— Aim of the task —
For this task, copy all of the data below exactly and skip the pictures.
[Source data Boundary: Start]
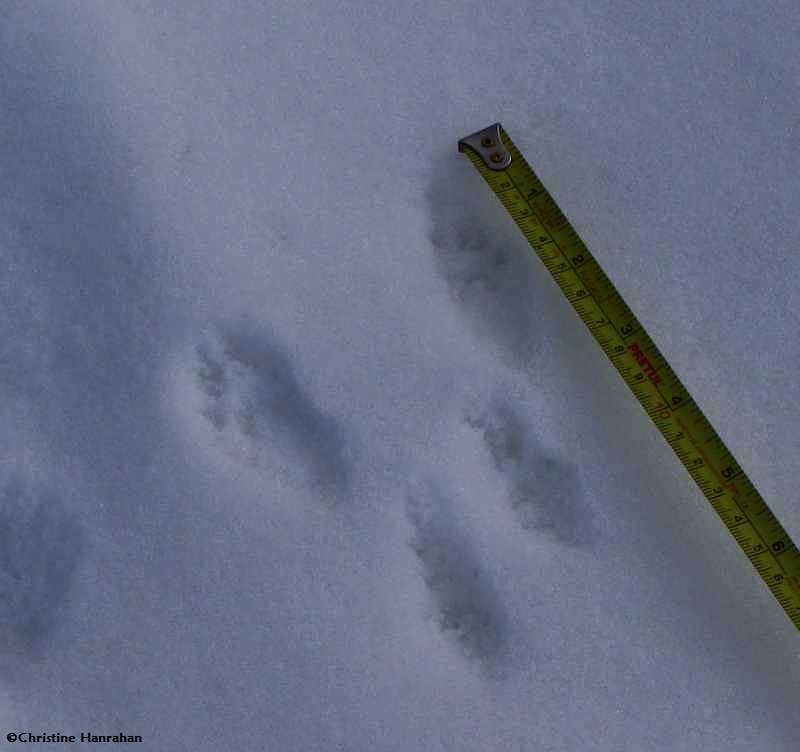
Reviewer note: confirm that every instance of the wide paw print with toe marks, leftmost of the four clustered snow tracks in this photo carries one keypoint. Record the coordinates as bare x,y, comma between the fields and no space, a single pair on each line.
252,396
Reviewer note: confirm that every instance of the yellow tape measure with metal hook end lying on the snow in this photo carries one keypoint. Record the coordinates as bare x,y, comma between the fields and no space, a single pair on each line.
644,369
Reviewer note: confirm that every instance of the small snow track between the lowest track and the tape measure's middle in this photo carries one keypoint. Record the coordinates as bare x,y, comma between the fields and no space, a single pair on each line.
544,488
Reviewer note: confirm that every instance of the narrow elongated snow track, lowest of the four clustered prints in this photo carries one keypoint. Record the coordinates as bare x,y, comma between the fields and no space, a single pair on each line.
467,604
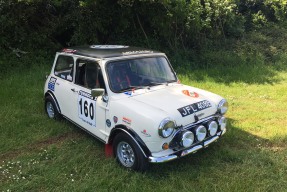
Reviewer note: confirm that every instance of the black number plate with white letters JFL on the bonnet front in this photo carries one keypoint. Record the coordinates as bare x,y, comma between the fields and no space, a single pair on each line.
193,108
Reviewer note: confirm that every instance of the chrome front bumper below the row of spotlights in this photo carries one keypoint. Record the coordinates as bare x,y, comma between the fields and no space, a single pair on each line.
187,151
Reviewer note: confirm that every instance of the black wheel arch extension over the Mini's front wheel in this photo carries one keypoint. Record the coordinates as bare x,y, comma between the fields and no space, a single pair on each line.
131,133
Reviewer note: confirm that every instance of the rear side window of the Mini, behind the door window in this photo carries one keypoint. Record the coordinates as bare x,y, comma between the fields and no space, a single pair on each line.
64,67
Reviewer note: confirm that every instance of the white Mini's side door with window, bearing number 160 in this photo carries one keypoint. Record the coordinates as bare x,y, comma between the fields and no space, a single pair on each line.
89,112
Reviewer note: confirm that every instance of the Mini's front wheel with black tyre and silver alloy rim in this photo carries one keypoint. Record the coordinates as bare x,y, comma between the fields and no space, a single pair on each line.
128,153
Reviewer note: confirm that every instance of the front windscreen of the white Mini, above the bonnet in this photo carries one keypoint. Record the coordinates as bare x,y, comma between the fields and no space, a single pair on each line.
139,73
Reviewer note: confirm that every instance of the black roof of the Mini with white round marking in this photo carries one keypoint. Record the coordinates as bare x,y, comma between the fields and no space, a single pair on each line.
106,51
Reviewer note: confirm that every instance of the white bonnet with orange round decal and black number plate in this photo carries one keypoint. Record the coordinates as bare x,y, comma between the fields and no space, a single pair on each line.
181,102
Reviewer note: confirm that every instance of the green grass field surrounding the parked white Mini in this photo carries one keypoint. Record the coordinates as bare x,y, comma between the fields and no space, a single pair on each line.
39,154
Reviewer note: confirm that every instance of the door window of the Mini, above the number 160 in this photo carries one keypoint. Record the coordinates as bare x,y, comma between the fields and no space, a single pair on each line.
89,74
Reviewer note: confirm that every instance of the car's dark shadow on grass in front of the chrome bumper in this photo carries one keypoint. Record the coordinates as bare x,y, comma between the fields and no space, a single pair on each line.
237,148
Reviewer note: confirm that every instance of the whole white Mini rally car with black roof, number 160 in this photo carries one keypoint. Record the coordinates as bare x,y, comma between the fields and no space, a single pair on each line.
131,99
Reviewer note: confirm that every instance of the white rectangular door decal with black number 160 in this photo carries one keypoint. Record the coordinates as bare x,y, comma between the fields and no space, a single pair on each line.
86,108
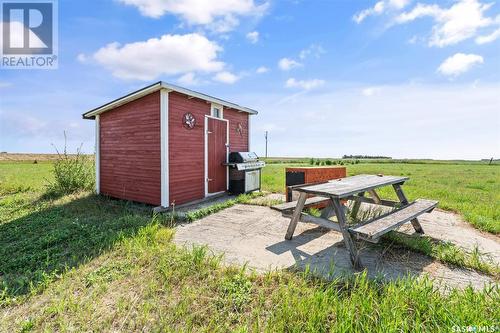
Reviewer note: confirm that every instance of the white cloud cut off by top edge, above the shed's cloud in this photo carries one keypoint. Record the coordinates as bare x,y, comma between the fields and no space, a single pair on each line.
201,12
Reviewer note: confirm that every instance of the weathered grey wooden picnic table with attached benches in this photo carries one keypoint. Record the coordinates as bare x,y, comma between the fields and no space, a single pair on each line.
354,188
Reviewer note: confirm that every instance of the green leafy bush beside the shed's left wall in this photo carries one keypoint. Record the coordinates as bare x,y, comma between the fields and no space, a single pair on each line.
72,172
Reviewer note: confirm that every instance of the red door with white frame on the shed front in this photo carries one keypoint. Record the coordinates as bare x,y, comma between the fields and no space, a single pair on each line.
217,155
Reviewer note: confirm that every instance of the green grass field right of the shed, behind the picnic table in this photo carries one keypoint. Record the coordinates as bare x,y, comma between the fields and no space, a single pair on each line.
[Source data Boundary: End]
— Response —
Reviewer note: confirm that every instance of the wide paw print with toe marks, leftmost of the four clustered snow tracks in this photo carries one keypoint. Record the coordinates as bare x,y, comma between the fields and no space, a single pair on each line.
252,396
Reviewer note: confirm that every instance of the yellow tape measure with metal hook end lying on the snow in this photo carries one keypoint. Record the coordinates as bare x,y, comma between the fields and no space, a single pair on each line.
644,369
Reviewer note: confirm that every instance of the small snow track between the lowest track and the tape measure's middle in this photo carries one keypoint. Record the coordinates as bare x,y, comma between the fields and no space, a single pair on each line.
544,488
Reviewer note: confirm that every instance of the narrow elongated snow track, lowest of the four clustered prints in this photo carries one keypoint. Record the coordinates as bare x,y, comma between the fields and no space, a single pair on each line.
467,604
Reviewer note: confirm that every instance of the black number plate with white letters JFL on the bonnet front in this photo carries one keypoint. Record the coordinates as bare x,y, comma between the fields and no space, a single pair on each line.
193,108
Reviewer note: confirm that every instance of the chrome front bumper below the row of spotlights in this photo carries one keypoint. Record the coordinates as bare x,y, comma between the fields and no space, a single pair on each line.
187,151
Reviewer note: confirm that every instance of the black wheel arch extension over the Mini's front wheel in this photo carries one keypoint. Record the coordinates as bare x,y, comma between the fields and no space, a single pair on each line.
131,133
Reviewer note: confirm that every instance of the rear side window of the Mini, behind the door window in this photo carries one keypoint. Record the coordinates as bare x,y, comma between the fields and no space, a single pair on each line.
64,67
Reviewer note: confirm that every instance of the white Mini's side door with window, bearing number 160 in this photo carries one keypoint. Record the coordinates as bare x,y, comma between the fields and no space, a single pair on each line.
89,112
Reviewer note: confirm that every instance of the Mini's front wheel with black tyre and silver alloy rim in this photo carries one keypoint. Record the coordinates as bare x,y, comma between the fields and no space, a single pair on each line.
128,153
Reviewer note: confirm that every instance of the front windscreen of the white Mini, above the bonnet in this photo carries one keypoint. Record the coordinates as bare x,y, comma between the fields and no space, a single pair on each line.
139,73
Reviewer note: confirm that every instance of the black roof of the Mini with white round marking in this photo carries one keypoint. Record the coordinates as bare x,y, comma between the fields and no space, a single pair on each line.
106,51
Reviewer note: confirm that every instance of the white bonnet with orange round decal and black number plate in this photo carries one keypoint. Record the coordinates as bare x,y, comma between the fields and no space, a single pair on each line.
181,102
Reviewer note: confirm that every instance of the green grass field surrounding the parked white Mini in this photo carries one keypoint. Record the coordinates as bare x,y, comma between the fields and no space, a single pair on each line.
39,154
Reviewer note: confirm that every instance of the door window of the Mini, above the number 160 in this photo carries one keypoint. Record the coordinates as bare x,y, comma between the fields and no space, a single pair on each line.
89,74
Reviewer note: confirm that every instance of the car's dark shadow on grass in front of the chrome bumper in this photo carries one keypoint. Record the coordinates as bare x,y, comma between the fields and no space, a single pair on each line.
237,148
Reviewer note: confirm that every instance of the whole white Mini rally car with black roof, number 160 in this photo carries one keypoint. Record the coordinates as bare x,y, comma between the fields and no space, a single pair on each line.
131,99
Reviewer note: confirm that every instance of the white rectangular door decal with black number 160 in this photo carries one keypoint. Record the coordinates as bare x,y, comma between the fields and no space, a single pair on each line.
86,108
Reviewer note: confirm that every instance of the white cloud cut off by top edge, above the shed's cloud in this photo carries one keypoint. Record the coordinates as bare x,y, comma between the fields and no space, a single pair on each line.
201,12
Reviewer note: confirm that every instance of the weathered grey wooden picnic table with attached benches in this photo carries one keypoint. Record the coordinates as bare x,y, comma between the fields and no space, a single pair on each line.
354,188
Reviewer note: confirm that every instance of the green leafy bush beside the shed's left wall in this photo carries one keypoint. Record the coordinates as bare x,y, comma between the fields and no space, a single pair on each line.
72,172
Reviewer note: confirm that every instance of the red door with white frame on the shed front in this photo carries one keypoint. Record the coordinates as bare x,y, comma between the fields and no space, a single pair on each line.
217,155
Reviewer note: confirm that every instance of the green grass field right of the shed, behind the picnic table in this photo carries one keypoint. Record the coordinates as bare x,y, comma between the fields and no space, a single pair on each line.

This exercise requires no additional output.